------ BRANO FORNITO

L’artefice è stato identificato da alcuni studiosi come Efesto in persona. Tuttavia va rilevato che Efesto nelle ceramografia italiota non è mai rappresentato al lavoro; una sola volta abbigliato con un lungo perizoma e a volte senza barba né pilos.

 

Sembra piuttosto che dovettero essere le misere vesti tipiche degli artigiani ad influenzare l'abbigliamento della loro divinità protettrice nelle raffigurazioni vascolari tra la fine del VI e gli inizi del V secolo a.C., come nei bronzisti (con perizoma e pilos) della kylix del pittore della Fonderia, da Vulci a Berlino, e l'Efesto con perizoma e pilos nell'anfora del Pittore di Dutuit.

 

Inoltre Efesto è il divino maestro della metallurgia e nelle fonti letterarie non è descritto come autore di  opere in marmo. Veniva ritenuto l’inventore di statue prodigiose dotate di movimento come le ancelle d’oro che servivano nella sua fucina o Talos, il guardiano di bronzo di Creta, o i tripodi forniti di tre piedi muniti di ruote.

 

Automi, precursori dei nostri robot, in grado di stupire e provocare sgomento come narra Omero nella traduzione storica del Monti nel libro XVIII dell’Iliade:

 

“Seguían l’orrido rege, e a dritta e a manca
Il passo ne reggean forme e figure
Di vaghe ancelle, tutte d’oro, e a vive
Giovinette simíli, entro il cui seno
Avea messo il gran fabbro e voce e vita
E vigor d’intelletto e delle care
Arti insegnate dai Celesti il senno.
Queste al fianco del Dio spedite e snelle
Camminavano”

------------
------ DATI MEMORIZZATI

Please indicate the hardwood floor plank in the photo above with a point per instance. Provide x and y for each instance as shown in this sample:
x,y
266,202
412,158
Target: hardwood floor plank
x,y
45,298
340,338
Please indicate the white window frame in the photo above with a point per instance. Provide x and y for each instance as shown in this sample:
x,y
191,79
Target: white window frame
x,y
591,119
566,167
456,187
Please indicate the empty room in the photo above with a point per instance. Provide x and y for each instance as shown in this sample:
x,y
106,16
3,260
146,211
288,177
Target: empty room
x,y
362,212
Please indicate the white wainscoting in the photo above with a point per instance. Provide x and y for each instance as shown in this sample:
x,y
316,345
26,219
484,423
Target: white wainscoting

------------

| OBIETTIVO DELL'ESERCIZIO |
Ricopia dal brano su Efesto il passo che comincia con "Sembra piuttosto che" e termina con "Pittore di Dutuit.". Le righe non servono per svolgere il lavoro.

| RISPOSTA AL COMPITO |
Sembra piuttosto che dovettero essere le misere vesti tipiche degli artigiani ad influenzare l'abbigliamento della loro divinità protettrice nelle raffigurazioni vascolari tra la fine del VI e gli inizi del V secolo a.C., come nei bronzisti (con perizoma e pilos) della kylix del pittore della Fonderia, da Vulci a Berlino, e l'Efesto con perizoma e pilos nell'anfora del Pittore di Dutuit.